▶ [Te doen]: Zoek het antwoord in de tekst ter beoordeling en geef alsjeblieft aan voor welke krant Ramsey Nasr de stukken schreef die hij later bundelde en aanvulde.

In de begintijden van Corona werd er veel gesproken over de toestand in de wereld en over onze samenleving in het bijzonder. Algemeen werd deze benoemd in termen van crisis. Veel mensen voelden de behoefte om duiding te geven en vaak werd de pandemie in verband gebracht met hoe wij als mensen omgaan met onze planeet. Ramsey Nasr is een van hen. Hij schreef voor NRC Handelsblad een paar stukken die hij bundelde en aanvulde. Het resultaat is De fundamenten. Het is een boekje geworden vol grote woorden. Ik ben het vrijwel altijd met hem eens, maar wie niet? Het essay bevat vooral veel open deuren. Misschien ligt dat aan de actualiteit van het onderwerp. Wat een jaar geleden een verrassend inzicht was, is nu een afgekloven cliché geworden.

▶ [Fragmenten uit gegevens]:
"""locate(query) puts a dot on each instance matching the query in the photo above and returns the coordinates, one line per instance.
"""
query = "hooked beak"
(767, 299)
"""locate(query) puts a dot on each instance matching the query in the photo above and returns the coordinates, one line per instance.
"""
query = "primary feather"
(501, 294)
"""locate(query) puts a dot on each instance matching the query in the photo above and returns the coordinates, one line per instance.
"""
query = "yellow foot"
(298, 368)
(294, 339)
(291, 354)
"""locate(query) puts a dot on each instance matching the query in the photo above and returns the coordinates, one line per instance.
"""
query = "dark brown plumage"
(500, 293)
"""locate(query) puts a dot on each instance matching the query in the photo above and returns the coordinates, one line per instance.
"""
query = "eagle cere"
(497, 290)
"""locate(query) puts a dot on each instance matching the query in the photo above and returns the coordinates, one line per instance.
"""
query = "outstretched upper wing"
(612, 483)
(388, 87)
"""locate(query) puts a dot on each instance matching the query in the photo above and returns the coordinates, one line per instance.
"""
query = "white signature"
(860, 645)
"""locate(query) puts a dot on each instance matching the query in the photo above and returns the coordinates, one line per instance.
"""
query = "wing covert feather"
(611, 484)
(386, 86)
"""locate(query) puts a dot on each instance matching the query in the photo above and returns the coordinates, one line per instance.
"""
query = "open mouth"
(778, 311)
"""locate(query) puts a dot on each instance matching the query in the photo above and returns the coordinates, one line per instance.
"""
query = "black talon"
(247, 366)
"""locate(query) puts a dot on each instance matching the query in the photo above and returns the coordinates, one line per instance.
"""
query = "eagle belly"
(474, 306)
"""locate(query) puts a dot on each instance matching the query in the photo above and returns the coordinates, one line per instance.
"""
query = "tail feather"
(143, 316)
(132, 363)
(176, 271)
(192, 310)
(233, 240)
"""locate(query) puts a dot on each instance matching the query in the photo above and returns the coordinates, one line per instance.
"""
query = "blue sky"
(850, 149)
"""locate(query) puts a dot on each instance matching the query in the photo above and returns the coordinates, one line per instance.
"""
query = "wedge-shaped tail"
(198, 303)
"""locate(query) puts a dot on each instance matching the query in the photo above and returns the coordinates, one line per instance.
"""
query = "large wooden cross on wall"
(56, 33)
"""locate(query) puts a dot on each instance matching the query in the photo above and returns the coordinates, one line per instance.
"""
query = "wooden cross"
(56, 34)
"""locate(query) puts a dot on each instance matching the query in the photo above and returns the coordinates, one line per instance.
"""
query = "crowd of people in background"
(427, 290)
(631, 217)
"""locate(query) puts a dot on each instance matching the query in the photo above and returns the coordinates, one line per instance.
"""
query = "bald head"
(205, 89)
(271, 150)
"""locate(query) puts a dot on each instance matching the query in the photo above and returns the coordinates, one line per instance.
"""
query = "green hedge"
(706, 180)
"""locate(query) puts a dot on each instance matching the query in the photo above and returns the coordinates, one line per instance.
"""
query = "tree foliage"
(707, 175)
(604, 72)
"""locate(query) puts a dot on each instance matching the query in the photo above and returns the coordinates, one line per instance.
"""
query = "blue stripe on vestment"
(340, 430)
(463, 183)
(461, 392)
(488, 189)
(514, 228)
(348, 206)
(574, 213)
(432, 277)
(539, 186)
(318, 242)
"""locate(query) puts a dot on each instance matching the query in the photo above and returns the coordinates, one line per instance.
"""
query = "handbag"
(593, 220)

▶ [Antwoord op opdracht]: Voor NRC Handelsblad.